* **Requirement A**
From the article on Morocco's World Cup run, write out the passage between "Modern soccer was" and "on television screens.", inclusive.
* **Requirement B**
Answer these questions using the article on Morocco's World Cup run:
(i) Which producer created the official song for the 2022 World Cup?
(ii) In what year and in which country was the first World Cup held?
(iii) Which three top contenders did the Moroccan team knock out?

* **Reading text**
((

Morocco’s World Cup victories are historical revenge for subaltern dreamers from the global south

By Sarah Zaaimi

“Look who we are, we are the dreamers. We make it happen, ‘cause we believe it,” sings South Korean boy band BTS’s Jung Kook in his official song for the 2022 FIFA World Cup with Qatari singer Fahad Al Kubaisi.

The single created by multi-Grammy award-winning Moroccan-Swedish producer RedOne embodies the spirit with which the Moroccan team—against all odds—kept knocking out top contenders like Portugal, Spain, and Belgium and advancing through the competition. Thus far, the defeat-free journey of the Moroccan soccer national team, the Atlas Lions, is more than a simple sports score. It is an upheaval in soccer culture—a symbolic capital for Africans, Arabs, and Muslims everywhere and a historical revenge of subaltern dreamers from the global south.

A change in the culture of soccer

Modern soccer was codified in nineteenth-century Britain and soon became a European favorite. The collective sport turned into a global sensation with the creation of the International Federation of Association Football (FIFA) and organization of the first World Cup in 1930 in Uruguay. Soccer remains a largely euro-centric sport today, supported by professional leagues, media, and capitals in the old continent with outliers in the Americas. Thus, soccer culture is linked to iconic players who built their careers in Spanish, British, Italian, and other European teams. It is also largely associated with ritualistic beer drinking, ultras chanting, and shots of beautiful white models featured on television screens.

))

* **Data excerpt**
((

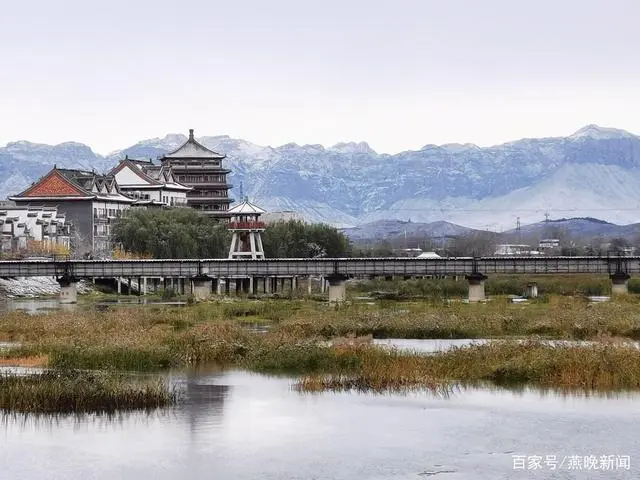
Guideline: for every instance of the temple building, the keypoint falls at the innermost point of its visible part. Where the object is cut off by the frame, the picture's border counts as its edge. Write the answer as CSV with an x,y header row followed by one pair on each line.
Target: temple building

))

* **Task result A**
Modern soccer was codified in nineteenth-century Britain and soon became a European favorite. The collective sport turned into a global sensation with the creation of the International Federation of Association Football (FIFA) and organization of the first World Cup in 1930 in Uruguay. Soccer remains a largely euro-centric sport today, supported by professional leagues, media, and capitals in the old continent with outliers in the Americas. Thus, soccer culture is linked to iconic players who built their careers in Spanish, British, Italian, and other European teams. It is also largely associated with ritualistic beer drinking, ultras chanting, and shots of beautiful white models featured on television screens.

* **Task result B**
(i) RedOne
(ii) 1930, in Uruguay
(iii) Portugal, Spain, and Belgium